**DATA FOR THIS TASK**
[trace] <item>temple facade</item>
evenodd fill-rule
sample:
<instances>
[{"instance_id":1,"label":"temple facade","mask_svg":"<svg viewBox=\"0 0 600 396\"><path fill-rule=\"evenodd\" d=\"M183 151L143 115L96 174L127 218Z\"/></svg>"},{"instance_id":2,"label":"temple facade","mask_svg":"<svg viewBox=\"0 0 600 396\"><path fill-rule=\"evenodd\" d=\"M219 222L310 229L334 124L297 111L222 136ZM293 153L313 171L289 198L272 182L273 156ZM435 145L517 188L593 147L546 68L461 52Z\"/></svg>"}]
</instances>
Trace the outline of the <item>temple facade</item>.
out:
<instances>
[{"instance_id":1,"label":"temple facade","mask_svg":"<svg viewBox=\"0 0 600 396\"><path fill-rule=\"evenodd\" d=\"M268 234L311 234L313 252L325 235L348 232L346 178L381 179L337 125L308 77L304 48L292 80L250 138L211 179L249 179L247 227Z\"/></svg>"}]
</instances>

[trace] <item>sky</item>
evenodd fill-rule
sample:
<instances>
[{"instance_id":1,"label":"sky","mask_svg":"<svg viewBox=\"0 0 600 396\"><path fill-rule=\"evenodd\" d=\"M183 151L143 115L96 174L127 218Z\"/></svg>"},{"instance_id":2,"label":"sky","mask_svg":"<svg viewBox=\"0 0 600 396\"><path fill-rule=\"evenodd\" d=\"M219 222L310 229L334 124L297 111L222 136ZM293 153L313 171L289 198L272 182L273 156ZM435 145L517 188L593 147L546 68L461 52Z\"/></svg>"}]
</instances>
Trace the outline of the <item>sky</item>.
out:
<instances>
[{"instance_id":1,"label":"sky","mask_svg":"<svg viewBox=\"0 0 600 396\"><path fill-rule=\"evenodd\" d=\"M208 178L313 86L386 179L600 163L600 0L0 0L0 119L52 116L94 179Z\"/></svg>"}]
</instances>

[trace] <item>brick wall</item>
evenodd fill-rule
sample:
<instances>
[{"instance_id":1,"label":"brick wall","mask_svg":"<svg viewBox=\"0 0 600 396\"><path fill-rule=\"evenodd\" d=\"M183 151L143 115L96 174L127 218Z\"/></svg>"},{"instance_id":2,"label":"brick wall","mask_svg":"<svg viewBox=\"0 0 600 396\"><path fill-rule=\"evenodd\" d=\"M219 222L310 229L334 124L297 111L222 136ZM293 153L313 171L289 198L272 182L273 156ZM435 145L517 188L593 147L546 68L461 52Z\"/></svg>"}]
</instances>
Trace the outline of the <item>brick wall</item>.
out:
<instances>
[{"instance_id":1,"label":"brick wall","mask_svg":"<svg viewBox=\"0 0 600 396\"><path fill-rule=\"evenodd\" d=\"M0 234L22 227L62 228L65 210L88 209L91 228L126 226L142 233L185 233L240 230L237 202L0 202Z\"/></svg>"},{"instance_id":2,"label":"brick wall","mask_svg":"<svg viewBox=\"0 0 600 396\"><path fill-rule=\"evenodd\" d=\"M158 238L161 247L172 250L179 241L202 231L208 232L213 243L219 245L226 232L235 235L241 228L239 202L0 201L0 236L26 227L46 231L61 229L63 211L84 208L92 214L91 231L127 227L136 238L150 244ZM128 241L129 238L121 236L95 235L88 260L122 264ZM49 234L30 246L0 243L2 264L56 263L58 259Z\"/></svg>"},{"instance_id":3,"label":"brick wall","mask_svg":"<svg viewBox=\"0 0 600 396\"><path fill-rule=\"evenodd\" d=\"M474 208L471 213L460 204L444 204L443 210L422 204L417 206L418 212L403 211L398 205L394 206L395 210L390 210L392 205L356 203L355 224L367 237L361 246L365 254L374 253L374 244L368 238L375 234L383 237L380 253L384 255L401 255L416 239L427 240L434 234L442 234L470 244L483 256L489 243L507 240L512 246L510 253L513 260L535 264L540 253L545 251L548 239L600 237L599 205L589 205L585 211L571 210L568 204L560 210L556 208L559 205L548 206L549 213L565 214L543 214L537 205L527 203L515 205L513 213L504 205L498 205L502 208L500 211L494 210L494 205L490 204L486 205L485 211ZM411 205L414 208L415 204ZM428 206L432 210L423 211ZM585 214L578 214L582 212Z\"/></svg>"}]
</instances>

**STATED TASK**
Repeat the data precisely, line by line.

**ANSWER FOR THIS EXERCISE**
[trace] <item>temple facade</item>
evenodd fill-rule
sample:
<instances>
[{"instance_id":1,"label":"temple facade","mask_svg":"<svg viewBox=\"0 0 600 396\"><path fill-rule=\"evenodd\" d=\"M183 151L143 115L96 174L127 218Z\"/></svg>"},{"instance_id":2,"label":"temple facade","mask_svg":"<svg viewBox=\"0 0 600 396\"><path fill-rule=\"evenodd\" d=\"M219 222L310 229L334 124L297 111L222 136ZM293 153L313 171L289 198L272 182L273 156ZM435 145L517 188L593 147L546 68L461 52Z\"/></svg>"}]
</instances>
Trace the outline of the <item>temple facade</item>.
out:
<instances>
[{"instance_id":1,"label":"temple facade","mask_svg":"<svg viewBox=\"0 0 600 396\"><path fill-rule=\"evenodd\" d=\"M268 234L311 234L313 252L325 235L348 232L346 178L381 179L337 125L308 77L304 48L292 80L250 138L211 179L249 179L247 227Z\"/></svg>"}]
</instances>

[trace] <item>sky</item>
evenodd fill-rule
sample:
<instances>
[{"instance_id":1,"label":"sky","mask_svg":"<svg viewBox=\"0 0 600 396\"><path fill-rule=\"evenodd\" d=\"M183 151L143 115L96 174L127 218Z\"/></svg>"},{"instance_id":2,"label":"sky","mask_svg":"<svg viewBox=\"0 0 600 396\"><path fill-rule=\"evenodd\" d=\"M219 222L310 229L334 124L297 111L222 136ZM293 153L313 171L289 198L272 182L273 156ZM435 145L517 188L593 147L546 68L461 52Z\"/></svg>"}]
</instances>
Trace the outline of the <item>sky</item>.
out:
<instances>
[{"instance_id":1,"label":"sky","mask_svg":"<svg viewBox=\"0 0 600 396\"><path fill-rule=\"evenodd\" d=\"M208 178L313 86L386 179L600 163L600 0L0 0L0 119L52 116L94 179Z\"/></svg>"}]
</instances>

[trace] <item>brick wall</item>
evenodd fill-rule
sample:
<instances>
[{"instance_id":1,"label":"brick wall","mask_svg":"<svg viewBox=\"0 0 600 396\"><path fill-rule=\"evenodd\" d=\"M183 151L143 115L96 174L127 218Z\"/></svg>"},{"instance_id":2,"label":"brick wall","mask_svg":"<svg viewBox=\"0 0 600 396\"><path fill-rule=\"evenodd\" d=\"M219 222L310 229L334 124L297 111L222 136ZM293 153L313 171L289 198L272 182L273 156ZM435 145L517 188L593 147L546 68L461 52Z\"/></svg>"}]
</instances>
Trace the outline of the <item>brick wall</item>.
out:
<instances>
[{"instance_id":1,"label":"brick wall","mask_svg":"<svg viewBox=\"0 0 600 396\"><path fill-rule=\"evenodd\" d=\"M0 234L22 227L62 228L65 210L88 209L91 228L126 226L142 233L185 233L240 230L237 202L0 202Z\"/></svg>"},{"instance_id":2,"label":"brick wall","mask_svg":"<svg viewBox=\"0 0 600 396\"><path fill-rule=\"evenodd\" d=\"M158 238L161 247L172 250L179 241L202 231L208 232L213 243L219 245L226 232L235 235L241 228L239 202L0 201L0 236L26 227L46 231L61 229L63 211L84 208L92 214L91 231L127 227L136 238L150 244ZM128 241L129 238L121 236L95 235L88 260L122 264ZM49 234L30 246L0 243L2 264L56 263L58 259Z\"/></svg>"},{"instance_id":3,"label":"brick wall","mask_svg":"<svg viewBox=\"0 0 600 396\"><path fill-rule=\"evenodd\" d=\"M474 208L471 213L460 204L444 204L443 210L422 204L417 206L418 212L403 211L398 205L394 206L395 210L390 210L392 205L356 203L355 224L367 237L361 246L365 254L374 253L374 244L368 238L375 234L383 237L380 253L384 255L401 255L416 239L427 240L434 234L442 234L470 244L483 256L489 243L507 240L512 246L510 253L513 260L535 264L540 253L545 251L548 239L600 237L599 205L589 205L585 211L571 210L568 204L560 210L556 208L559 205L548 206L549 213L565 214L543 214L537 205L527 203L515 205L513 213L504 205L498 205L502 208L500 211L494 210L494 205L490 204L486 205L485 211ZM411 205L414 208L415 204ZM428 206L432 210L423 211ZM585 214L578 214L582 212Z\"/></svg>"}]
</instances>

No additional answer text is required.